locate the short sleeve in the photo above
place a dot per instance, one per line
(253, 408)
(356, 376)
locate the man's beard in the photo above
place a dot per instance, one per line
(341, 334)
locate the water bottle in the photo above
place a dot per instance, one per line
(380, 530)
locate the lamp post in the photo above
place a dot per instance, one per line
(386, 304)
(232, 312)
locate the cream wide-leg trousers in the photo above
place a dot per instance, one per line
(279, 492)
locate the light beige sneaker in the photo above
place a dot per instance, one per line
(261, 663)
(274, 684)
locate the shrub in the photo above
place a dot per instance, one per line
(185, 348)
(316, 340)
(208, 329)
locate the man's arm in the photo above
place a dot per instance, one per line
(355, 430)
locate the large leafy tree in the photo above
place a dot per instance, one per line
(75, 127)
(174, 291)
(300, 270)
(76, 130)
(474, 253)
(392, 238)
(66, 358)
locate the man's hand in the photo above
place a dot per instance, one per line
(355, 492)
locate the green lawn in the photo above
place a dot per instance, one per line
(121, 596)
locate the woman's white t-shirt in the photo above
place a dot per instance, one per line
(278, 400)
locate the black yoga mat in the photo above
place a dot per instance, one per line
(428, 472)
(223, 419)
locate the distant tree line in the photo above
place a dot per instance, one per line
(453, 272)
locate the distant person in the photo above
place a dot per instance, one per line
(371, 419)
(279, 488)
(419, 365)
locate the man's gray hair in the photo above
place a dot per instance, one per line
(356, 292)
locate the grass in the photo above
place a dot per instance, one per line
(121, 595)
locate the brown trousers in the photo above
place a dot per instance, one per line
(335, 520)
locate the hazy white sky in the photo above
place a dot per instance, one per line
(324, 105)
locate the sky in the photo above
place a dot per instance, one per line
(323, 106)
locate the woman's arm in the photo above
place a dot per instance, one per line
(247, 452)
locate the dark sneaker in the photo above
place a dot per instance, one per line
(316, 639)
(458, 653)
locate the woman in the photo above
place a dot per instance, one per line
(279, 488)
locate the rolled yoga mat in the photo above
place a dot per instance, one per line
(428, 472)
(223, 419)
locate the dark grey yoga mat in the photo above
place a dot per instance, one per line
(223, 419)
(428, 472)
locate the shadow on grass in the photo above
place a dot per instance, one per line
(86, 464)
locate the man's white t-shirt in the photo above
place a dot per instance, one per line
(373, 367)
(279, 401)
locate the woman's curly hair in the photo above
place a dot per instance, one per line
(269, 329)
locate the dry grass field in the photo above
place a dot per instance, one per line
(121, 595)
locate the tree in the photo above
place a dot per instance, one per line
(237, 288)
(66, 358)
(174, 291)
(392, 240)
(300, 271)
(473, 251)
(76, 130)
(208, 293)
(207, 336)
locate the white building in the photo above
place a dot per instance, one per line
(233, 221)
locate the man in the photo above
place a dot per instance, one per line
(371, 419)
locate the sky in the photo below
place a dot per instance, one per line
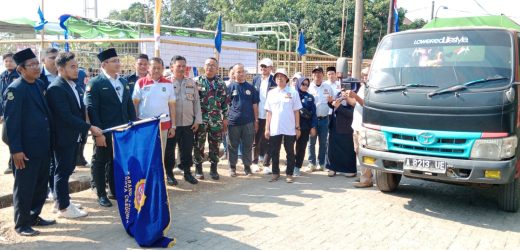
(416, 8)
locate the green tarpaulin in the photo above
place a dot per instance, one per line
(490, 21)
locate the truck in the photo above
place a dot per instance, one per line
(442, 104)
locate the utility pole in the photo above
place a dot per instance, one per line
(433, 7)
(390, 25)
(358, 40)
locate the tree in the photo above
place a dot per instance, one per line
(321, 20)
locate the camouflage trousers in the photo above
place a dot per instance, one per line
(214, 140)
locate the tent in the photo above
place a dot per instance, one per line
(476, 21)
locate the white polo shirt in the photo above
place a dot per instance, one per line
(321, 94)
(282, 103)
(154, 97)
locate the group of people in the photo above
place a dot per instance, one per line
(253, 120)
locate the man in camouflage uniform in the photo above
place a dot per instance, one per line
(214, 106)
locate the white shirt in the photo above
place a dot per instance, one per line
(118, 86)
(154, 97)
(264, 85)
(282, 103)
(321, 94)
(357, 120)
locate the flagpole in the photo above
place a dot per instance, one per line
(130, 124)
(42, 34)
(157, 28)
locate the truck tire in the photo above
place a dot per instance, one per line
(387, 182)
(509, 196)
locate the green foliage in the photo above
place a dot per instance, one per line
(320, 20)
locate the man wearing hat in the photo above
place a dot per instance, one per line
(283, 123)
(29, 145)
(323, 94)
(263, 83)
(109, 103)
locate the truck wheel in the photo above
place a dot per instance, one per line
(387, 182)
(509, 196)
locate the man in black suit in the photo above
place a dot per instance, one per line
(109, 103)
(262, 83)
(68, 111)
(28, 134)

-*-*-

:: Stated exercise ::
Convert the entries, starting with the line containing "locate the white shirt in the photo above" and continuing through the last entry, into a two-column CSV with the header instruction,points. Give one row per entry: put the entry's text under instruction and its answer under points, each in a single quoted field, with every line break replaced by a space.

:: Correct result ::
instruction,points
"locate the white shirt in the photo above place a dot per instance, one per line","(118, 86) (154, 97) (264, 85) (282, 103) (321, 94) (357, 120)"
"locate the flagpole in the photo above place a dot per instance, one per line","(130, 124) (42, 34) (157, 28)"
"locate the truck tire in the photo above place a dot per instance, one per line","(387, 182) (509, 196)"
"locate the green foliage in the photo above place a dot per instance, one per line","(320, 20)"
"locate the man wearing hat in the photo above place a dot per instance, one per line","(283, 123) (29, 145) (323, 94) (263, 83) (109, 103)"
"locate the truck wheel in the photo above place a dot per instance, one per line","(387, 182) (509, 196)"
"locate the man in black suit in the photo above place a dot per instance, one per line","(109, 103) (262, 83) (68, 111) (28, 134)"